本文:
________

シュラ吉旅日記

定期更新型ネットゲーム「DARK KINGDOM3」のキャラクター視点日記。プレイヤーの呟きもたまにあるかモ。

第一砦再び。

2007-09-27 13:35:04 | キャラクター視点
イブラシル歴688年02月



長い休養期間を終え、皆で第一砦へと向う。
今度はどれだけの期間、ここに留まるのかそれは分からない。
もう1人の前衛であるリーゼの調子次第って所だろう。
槍を弓に持ち替えて闘いに挑むも、まだ少し震えが出るようだ。
移動中もなるべく側にいる事にする。何かあった時に支えてやれるように…。


以前程大きなダメージを喰らう訳ではないとは言え、やはり第一砦の兵士達
の攻撃力は大きく、油断は出来ない。
新調した杖のおかげでアルトの魔法の威力が上がっていて、闘いは随分と楽に
はなっていた。お嬢やニコ爺の罠の威力にも助けられているだろう。
皆の攻撃を合わせて、耐久の高い敵を倒して行く。
途中リーゼがデカイダメージを喰らったが、リリ姐さんの癒しで何とか無事に
闘いを乗り切る事が出来た。

闘いの後、リーゼはまた少し蒼い顔をしていたのでそっと肩を抱いてやる。
リーゼは何も言わずオレの身体にもたれ掛かって目を閉じた。
小さな肩が微かに震えていた・・・。

________

データ内容:

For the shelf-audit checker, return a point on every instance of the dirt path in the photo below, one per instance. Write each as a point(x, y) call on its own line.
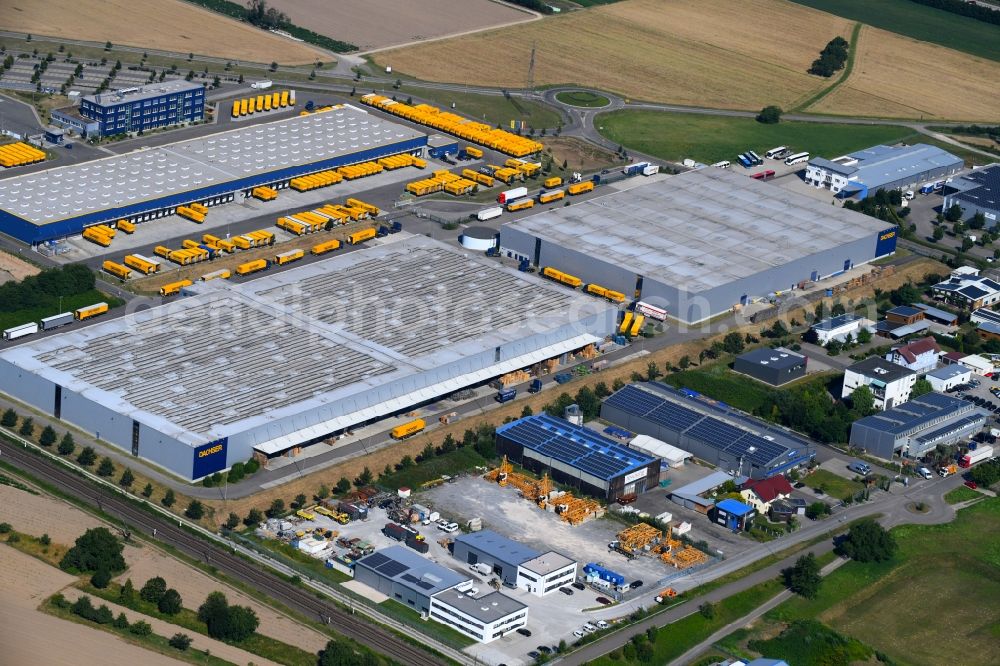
point(199, 641)
point(30, 637)
point(194, 586)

________

取り組む課題:
1) 本文のうち、「今度はどれだけの期間、ここに留まるのかそれは分からない。」から「の攻撃力は大きく、油断は出来ない。」までの部分を、その語句も含めてそのまま書き写しなさい。
2) 本文の日記の内容を二文で要約しなさい。
3) 本文の日記の中で、語り手の仲間として名前や呼び名が出てくる人物をすべて挙げなさい。

解答:
1)
今度はどれだけの期間、ここに留まるのかそれは分からない。
もう1人の前衛であるリーゼの調子次第って所だろう。
槍を弓に持ち替えて闘いに挑むも、まだ少し震えが出るようだ。
移動中もなるべく側にいる事にする。何かあった時に支えてやれるように…。


以前程大きなダメージを喰らう訳ではないとは言え、やはり第一砦の兵士達
の攻撃力は大きく、油断は出来ない。

2) 長い休養期間を終えた一行は第一砦へ向かい、新調した杖でアルトの魔法の威力が上がったことなどから、耐久の高い敵を皆の攻撃を合わせて倒していった。途中でリーゼが大きなダメージを受けたがリリ姐さんの癒しで無事に乗り切り、闘いの後、語り手は蒼い顔をしたリーゼの肩をそっと抱いた。

3) リーゼ、アルト、お嬢、ニコ爺、リリ姐さん